◆ **Exercises**
a – In the KLA earnings article below, list every measure for which the quoted CEO says KLA achieved record results.
b – Reproduce word for word the passage of the KLA earnings article below from "Highlights from KLA" to "(0.6% above estimates)".

KLA Corporation (NASDAQ:KLAC) Surpasses Q4 Revenue Expectations
KLA Corporation Surpasses Expectations in Q4 CY2025
KLA Corporation (NASDAQ: KLAC), a leading provider of semiconductor manufacturing equipment, posted stronger-than-anticipated results for the fourth quarter of calendar year 2025. The company achieved $3.30 billion in revenue, marking a 7.2% increase compared to the same period last year and exceeding Wall Street forecasts. Looking ahead, KLA projects next quarter’s revenue to reach $3.35 billion at the midpoint, which is 1.9% higher than analysts’ predictions. Adjusted earnings per share came in at $8.85, slightly above consensus estimates by 0.6%.
Is KLA Corporation a Good Investment Right Now?
Curious whether KLA is a smart buy at this moment?
Highlights from KLA Corporation’s Q4 CY2025
- Revenue: $3.30 billion, surpassing analyst expectations of $3.26 billion (7.2% year-over-year growth, 1.3% above estimates)
- Adjusted EPS: $8.85, compared to the anticipated $8.80 (0.6% above estimates)
- Adjusted EBITDA: $1.50 billion, beating the $1.46 billion estimate (45.6% margin, 3% above expectations)
- Q1 CY2026 Revenue Guidance: $3.35 billion at the midpoint, higher than the $3.29 billion forecast
- Q1 CY2026 Adjusted EPS Guidance: $9.08 at the midpoint, above the $8.98 analyst estimate
- Operating Margin: 40.3%, up from 32.6% a year ago
- Free Cash Flow Margin: 38.3%, an increase from 24.6% in the prior year
- Inventory Days Outstanding: 235, down from 241 last quarter
- Market Capitalization: $213.8 billion
“KLA achieved record results for revenue, non-GAAP operating income, and free cash flow in both the quarter and the full year 2025,” said Rick Wallace, KLA’s president and CEO. “Our strong performance was driven by our unique product lineup and effective execution, especially as process control becomes increasingly vital for advanced foundry, logic, and memory manufacturing. As the industry leader in process control, KLA is well positioned to benefit from these ongoing trends.”

◆ **Information given**
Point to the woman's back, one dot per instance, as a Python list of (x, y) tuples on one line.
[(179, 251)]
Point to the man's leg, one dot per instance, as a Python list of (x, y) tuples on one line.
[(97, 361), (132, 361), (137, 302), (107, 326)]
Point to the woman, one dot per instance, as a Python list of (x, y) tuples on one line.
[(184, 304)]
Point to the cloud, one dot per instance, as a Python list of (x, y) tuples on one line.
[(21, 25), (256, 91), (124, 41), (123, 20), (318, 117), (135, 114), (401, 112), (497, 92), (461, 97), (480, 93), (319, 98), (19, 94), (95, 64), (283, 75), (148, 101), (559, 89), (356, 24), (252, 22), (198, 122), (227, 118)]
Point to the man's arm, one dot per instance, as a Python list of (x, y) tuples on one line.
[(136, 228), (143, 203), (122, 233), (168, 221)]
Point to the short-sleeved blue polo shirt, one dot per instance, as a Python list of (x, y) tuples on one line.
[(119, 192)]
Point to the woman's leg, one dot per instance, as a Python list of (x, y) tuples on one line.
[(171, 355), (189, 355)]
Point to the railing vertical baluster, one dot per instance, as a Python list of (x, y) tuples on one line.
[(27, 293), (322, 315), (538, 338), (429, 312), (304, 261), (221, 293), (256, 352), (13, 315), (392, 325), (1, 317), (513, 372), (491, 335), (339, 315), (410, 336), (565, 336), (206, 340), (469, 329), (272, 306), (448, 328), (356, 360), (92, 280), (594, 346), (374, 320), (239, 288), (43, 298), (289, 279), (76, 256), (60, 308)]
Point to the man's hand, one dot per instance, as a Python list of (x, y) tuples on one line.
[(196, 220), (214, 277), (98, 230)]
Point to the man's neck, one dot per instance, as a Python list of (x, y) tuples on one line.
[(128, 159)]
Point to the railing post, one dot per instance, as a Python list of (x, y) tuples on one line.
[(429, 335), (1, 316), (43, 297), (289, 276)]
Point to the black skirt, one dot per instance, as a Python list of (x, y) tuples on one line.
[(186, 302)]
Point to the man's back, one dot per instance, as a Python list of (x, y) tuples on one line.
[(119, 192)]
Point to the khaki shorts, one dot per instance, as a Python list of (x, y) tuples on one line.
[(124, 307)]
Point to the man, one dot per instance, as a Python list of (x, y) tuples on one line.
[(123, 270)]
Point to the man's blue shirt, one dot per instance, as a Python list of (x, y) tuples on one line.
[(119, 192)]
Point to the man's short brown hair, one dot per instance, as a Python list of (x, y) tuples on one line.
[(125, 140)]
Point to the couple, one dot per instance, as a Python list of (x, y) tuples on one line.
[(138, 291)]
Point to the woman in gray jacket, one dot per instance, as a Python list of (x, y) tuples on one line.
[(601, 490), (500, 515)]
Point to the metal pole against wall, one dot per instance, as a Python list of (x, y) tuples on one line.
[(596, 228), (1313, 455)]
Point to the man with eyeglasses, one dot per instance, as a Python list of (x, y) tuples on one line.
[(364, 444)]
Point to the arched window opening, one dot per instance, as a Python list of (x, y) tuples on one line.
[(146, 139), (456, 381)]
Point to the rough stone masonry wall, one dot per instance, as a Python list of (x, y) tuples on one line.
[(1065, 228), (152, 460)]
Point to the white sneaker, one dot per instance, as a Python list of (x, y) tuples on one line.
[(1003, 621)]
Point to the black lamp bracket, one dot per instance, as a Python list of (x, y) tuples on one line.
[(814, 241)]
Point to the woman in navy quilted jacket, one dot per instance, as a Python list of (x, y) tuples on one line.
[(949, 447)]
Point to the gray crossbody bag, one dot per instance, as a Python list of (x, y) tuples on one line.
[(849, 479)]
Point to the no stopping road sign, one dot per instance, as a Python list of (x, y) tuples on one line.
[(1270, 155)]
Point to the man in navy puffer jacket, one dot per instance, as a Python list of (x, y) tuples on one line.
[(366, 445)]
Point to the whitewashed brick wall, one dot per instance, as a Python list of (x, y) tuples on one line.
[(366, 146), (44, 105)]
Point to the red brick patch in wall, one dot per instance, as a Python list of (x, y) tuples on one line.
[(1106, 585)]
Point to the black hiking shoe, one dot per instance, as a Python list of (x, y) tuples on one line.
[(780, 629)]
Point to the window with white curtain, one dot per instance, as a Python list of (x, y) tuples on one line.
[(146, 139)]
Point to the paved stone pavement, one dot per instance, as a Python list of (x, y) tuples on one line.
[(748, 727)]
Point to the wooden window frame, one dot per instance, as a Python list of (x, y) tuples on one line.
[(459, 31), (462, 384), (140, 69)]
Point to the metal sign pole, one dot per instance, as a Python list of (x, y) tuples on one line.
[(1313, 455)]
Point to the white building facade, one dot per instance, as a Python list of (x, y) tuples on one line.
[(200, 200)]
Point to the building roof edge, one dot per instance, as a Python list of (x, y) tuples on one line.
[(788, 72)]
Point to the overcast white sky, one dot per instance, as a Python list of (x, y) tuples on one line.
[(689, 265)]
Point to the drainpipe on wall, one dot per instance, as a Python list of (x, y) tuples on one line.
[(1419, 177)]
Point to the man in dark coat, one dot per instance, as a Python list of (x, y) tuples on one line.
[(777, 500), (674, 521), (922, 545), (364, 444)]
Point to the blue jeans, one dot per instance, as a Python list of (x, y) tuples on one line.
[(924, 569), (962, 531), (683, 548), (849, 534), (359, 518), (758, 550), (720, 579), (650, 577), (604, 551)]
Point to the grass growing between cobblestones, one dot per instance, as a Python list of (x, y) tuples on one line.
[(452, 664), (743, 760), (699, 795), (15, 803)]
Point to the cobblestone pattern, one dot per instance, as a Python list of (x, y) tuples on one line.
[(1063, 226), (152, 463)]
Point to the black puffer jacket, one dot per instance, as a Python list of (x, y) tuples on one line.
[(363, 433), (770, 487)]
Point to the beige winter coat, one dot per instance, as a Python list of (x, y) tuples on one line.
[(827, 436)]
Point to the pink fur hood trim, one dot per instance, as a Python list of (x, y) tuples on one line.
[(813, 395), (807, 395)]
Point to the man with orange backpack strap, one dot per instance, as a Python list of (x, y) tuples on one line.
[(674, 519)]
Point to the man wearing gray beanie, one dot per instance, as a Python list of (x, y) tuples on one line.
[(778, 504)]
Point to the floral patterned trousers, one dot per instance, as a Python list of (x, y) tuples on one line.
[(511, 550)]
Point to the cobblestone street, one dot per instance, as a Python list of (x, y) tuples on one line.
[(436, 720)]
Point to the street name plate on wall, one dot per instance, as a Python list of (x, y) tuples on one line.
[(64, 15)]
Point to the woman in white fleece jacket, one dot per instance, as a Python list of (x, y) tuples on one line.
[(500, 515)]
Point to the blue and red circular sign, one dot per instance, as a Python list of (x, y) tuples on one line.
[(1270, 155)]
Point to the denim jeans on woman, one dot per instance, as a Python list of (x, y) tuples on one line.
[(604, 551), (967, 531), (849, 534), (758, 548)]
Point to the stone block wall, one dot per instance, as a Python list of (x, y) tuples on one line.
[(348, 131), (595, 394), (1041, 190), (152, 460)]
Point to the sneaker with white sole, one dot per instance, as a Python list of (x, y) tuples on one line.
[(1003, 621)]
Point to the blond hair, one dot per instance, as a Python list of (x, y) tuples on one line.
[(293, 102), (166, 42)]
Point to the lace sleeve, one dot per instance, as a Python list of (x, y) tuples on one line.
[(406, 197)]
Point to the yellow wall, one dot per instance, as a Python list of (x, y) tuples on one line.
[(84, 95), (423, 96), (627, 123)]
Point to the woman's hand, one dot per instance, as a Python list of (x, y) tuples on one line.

◆ **Expected answers**
a – Revenue, non-GAAP operating income, free cash flow

b –
Highlights from KLA Corporation’s Q4 CY2025
- Revenue: $3.30 billion, surpassing analyst expectations of $3.26 billion (7.2% year-over-year growth, 1.3% above estimates)
- Adjusted EPS: $8.85, compared to the anticipated $8.80 (0.6% above estimates)